* _EXERCISE SET_:
• 1. In the fetch helper post below, why does the code make a HEAD request before anything else? Please answer in one to three sentences.
• 2. Continue the fetch helper post from the point where it stops.

* _EXCERPT_:
========================================
Combining the other two answers, I'd like to 1) check the size header, 2) watch the size of chunks, while also 3) supporting https and 4) aggressively enforcing a timeout. Here's a helper I came up with:
require "net/http"
require 'uri'
module FetchUtil
# Fetch a URL, with a given max bytes, and a given timeout
def self.fetch_url url, timeout_sec=5, max_bytes=5*1024*1024
uri = URI.parse(url)
t0 = Time.now.to_f
body = ''
Net::HTTP.start(uri.host, uri.port,
:use_ssl => (uri.scheme == 'https'),
:open_timeout => timeout_sec,
:read_timeout => timeout_sec) { |http|
# First make a HEAD request and check the content-length
check_res = http.request_head(uri.path)
========================================
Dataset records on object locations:
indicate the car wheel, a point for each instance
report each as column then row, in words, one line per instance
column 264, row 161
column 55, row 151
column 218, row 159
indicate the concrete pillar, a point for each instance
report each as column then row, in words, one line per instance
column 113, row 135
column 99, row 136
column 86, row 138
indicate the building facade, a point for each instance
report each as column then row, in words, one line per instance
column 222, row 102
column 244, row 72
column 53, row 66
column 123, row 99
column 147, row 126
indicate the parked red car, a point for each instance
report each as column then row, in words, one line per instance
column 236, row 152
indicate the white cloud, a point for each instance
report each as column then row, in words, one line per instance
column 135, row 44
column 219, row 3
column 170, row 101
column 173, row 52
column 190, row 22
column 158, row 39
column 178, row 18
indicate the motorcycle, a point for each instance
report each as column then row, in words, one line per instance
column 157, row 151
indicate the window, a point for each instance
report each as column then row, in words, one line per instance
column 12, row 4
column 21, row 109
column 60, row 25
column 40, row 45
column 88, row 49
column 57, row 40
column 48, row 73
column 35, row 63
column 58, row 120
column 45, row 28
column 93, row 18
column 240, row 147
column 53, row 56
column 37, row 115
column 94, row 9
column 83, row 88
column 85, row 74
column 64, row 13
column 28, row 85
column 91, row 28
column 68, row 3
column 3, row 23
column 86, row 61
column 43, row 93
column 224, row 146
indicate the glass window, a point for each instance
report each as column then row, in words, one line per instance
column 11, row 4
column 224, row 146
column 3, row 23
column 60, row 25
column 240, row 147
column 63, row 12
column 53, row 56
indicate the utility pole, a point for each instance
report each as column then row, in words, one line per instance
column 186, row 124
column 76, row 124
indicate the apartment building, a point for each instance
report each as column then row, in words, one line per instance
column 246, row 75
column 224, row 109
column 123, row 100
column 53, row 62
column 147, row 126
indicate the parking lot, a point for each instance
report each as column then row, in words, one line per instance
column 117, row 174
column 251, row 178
========================================
* _EXPECTED RESULTS_:
• 1. The code makes a HEAD request first so it can check the content-length header. This carries out the first of the four goals the post lists: checking the size header.

• 2.
raise "File too big" if check_res['content-length'].to_i > max_bytes
# Then fetch in chunks and bail on either timeout or max_bytes
# (Note: timeout won't work unless bytes are streaming in...)
http.request_get(uri.path) do |res|
res.read_body do |chunk|
raise "Timeout error" if (Time.now().to_f-t0 > timeout_sec)
raise "Filesize exceeded" if (body.length+chunk.length > max_bytes)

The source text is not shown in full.